**EXERCISE REQUIREMENTS:** Extract the data exactly, missing nothing.
## START EXERCISE MATERIAL
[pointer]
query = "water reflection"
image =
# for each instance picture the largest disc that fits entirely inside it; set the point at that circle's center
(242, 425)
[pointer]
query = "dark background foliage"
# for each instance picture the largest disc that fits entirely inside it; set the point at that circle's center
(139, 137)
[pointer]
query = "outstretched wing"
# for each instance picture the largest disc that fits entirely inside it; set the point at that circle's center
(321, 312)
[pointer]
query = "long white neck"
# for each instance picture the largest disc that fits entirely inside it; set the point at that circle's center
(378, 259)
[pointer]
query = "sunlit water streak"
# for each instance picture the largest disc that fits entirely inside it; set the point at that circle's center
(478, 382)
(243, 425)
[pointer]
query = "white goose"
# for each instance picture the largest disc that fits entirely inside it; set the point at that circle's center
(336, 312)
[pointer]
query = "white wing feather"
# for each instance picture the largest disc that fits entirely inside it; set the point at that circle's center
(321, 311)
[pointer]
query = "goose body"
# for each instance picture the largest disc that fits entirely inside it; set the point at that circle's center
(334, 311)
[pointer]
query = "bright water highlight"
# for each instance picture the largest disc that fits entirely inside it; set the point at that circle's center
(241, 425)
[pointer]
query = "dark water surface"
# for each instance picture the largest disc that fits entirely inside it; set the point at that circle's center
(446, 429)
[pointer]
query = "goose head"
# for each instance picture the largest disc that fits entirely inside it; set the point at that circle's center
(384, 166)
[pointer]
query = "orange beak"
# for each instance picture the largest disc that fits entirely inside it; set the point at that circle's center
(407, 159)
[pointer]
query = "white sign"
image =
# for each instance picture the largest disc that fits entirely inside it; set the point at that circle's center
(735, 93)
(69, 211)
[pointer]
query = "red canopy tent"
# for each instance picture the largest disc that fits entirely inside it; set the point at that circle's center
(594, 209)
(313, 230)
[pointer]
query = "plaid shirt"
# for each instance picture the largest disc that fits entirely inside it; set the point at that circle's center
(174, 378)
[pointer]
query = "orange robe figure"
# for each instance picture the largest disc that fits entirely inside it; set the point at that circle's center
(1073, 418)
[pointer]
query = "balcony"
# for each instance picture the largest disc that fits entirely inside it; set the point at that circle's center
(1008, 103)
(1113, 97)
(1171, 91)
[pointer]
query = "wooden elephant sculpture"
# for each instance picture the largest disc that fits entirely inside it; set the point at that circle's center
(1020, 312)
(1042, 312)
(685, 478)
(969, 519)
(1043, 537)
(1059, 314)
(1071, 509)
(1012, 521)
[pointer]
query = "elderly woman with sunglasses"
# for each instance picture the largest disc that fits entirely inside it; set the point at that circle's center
## END EXERCISE MATERIAL
**SOLUTION:**
[pointer]
query = "water reflection"
image =
# for each instance picture the largest disc that fits entirely inside it; set the point at that circle's center
(242, 425)
[pointer]
query = "dark background foliage"
# for each instance picture the largest disc that fits entirely inside it; set the point at that circle's center
(139, 137)
[pointer]
query = "outstretched wing"
# for each instance picture the largest disc that fits entirely inside it; set the point at that circle's center
(321, 312)
[pointer]
query = "long white neck"
# for each instance picture the largest disc that fits entirely inside it; set the point at that circle's center
(378, 259)
[pointer]
query = "sunlit water streak"
# for each instance picture the largest disc that fits entirely inside it; set the point at that circle's center
(478, 382)
(243, 425)
[pointer]
query = "white goose"
# for each instance picture the largest disc that fits entirely inside it; set the point at that circle's center
(336, 312)
[pointer]
query = "white wing feather"
# for each instance picture the largest disc that fits entirely inside it; set the point at that circle's center
(321, 311)
[pointer]
query = "goose body"
# for each instance picture the largest disc that fits entirely inside it; set the point at that circle's center
(334, 311)
[pointer]
query = "bright water highlight"
# for each instance picture the largest disc that fits entirely inside it; set the point at that circle's center
(241, 425)
[pointer]
query = "dark water surface"
# for each instance picture the largest disc that fits entirely inside it; set the point at that circle's center
(446, 429)
[pointer]
query = "goose head"
# for each instance picture the largest disc that fits entirely inside it; set the point at that circle's center
(384, 166)
[pointer]
query = "orange beak"
# for each instance picture the largest disc that fits entirely inside it; set the point at that circle's center
(407, 159)
[pointer]
query = "white sign"
image =
# for each instance picture the largest disc that fits entirely inside it; set the point at that circle's center
(735, 93)
(69, 211)
[pointer]
query = "red canopy tent"
# for each instance picture the largest disc that fits entirely inside it; set the point at that circle's center
(594, 209)
(313, 230)
[pointer]
query = "plaid shirt"
# for each instance picture the largest disc that fits entirely inside it; set the point at that circle's center
(174, 378)
[pointer]
query = "orange robe figure"
# for each instance picture the largest disc that fits entirely inside it; set the point at that circle's center
(1073, 418)
[pointer]
query = "balcony"
# for each instance picture the largest disc that fits entirely inside it; set the point at that circle's center
(1008, 103)
(1113, 97)
(1171, 91)
[pointer]
query = "wooden elephant sculpture"
# for each instance picture the largest disc that fits entirely inside it; set the point at that circle's center
(1020, 312)
(1042, 312)
(685, 478)
(969, 519)
(1043, 537)
(1059, 314)
(1071, 509)
(1012, 521)
[pointer]
query = "elderly woman with sunglasses"
# for each instance picture the largest disc that fits entirely inside it; set the point at that circle's center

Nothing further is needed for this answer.